(WHAT IS NEEDED) Return nothing but the lines from the line containing "Phrase: bare back" through the last line of the records, reproduced exactly.

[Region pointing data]
——————————

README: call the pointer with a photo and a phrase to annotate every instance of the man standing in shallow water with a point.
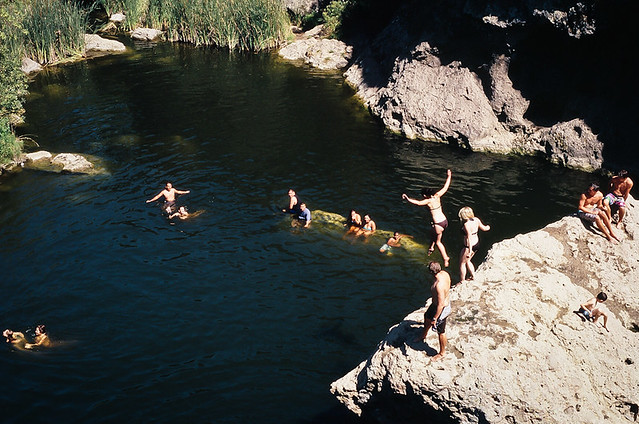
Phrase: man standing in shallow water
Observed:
(439, 310)
(591, 209)
(169, 197)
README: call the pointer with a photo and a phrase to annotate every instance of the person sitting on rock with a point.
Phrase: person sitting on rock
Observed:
(591, 311)
(303, 217)
(620, 186)
(591, 209)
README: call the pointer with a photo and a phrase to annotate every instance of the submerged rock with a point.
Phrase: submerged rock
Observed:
(96, 44)
(146, 34)
(517, 351)
(62, 162)
(30, 66)
(318, 52)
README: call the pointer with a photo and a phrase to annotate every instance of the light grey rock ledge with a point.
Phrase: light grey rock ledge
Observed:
(517, 352)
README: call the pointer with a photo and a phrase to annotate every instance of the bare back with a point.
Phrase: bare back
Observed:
(440, 290)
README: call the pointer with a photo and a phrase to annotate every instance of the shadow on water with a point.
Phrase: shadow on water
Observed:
(194, 320)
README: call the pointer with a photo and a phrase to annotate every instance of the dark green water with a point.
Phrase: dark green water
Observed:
(232, 317)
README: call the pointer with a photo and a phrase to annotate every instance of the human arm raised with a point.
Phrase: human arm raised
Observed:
(449, 175)
(421, 202)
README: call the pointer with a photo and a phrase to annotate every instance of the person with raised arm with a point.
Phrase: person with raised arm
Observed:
(432, 199)
(169, 194)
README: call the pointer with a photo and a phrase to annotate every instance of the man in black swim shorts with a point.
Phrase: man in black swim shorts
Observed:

——————————

(EXPECTED ANSWER)
Phrase: bare back
Observed:
(440, 290)
README: call the pointer with a photo and a phrase to annotate every instance of the shadow on water with a point.
Phrase: shadow on water
Observed:
(194, 320)
README: call the pointer with a photo and a phrase to annotate every instance of the dark green water with a point.
Phrase: dark green water
Observed:
(232, 317)
README: call the pointer with a photo and a phrase to annotate every instance of the human arm raised with a point.
Phrase: human arm raised
Observed:
(449, 175)
(421, 202)
README: call the pointer with a photo and a phrase to annotate every instance of the person with raised arm with a point.
Phrase: person with raised arm
Observed:
(432, 199)
(169, 194)
README: call the pointer with a photo and a phrase to annotate every instance of the man in black swim shorts with a point.
Phrase: man in black swim shorts
Observed:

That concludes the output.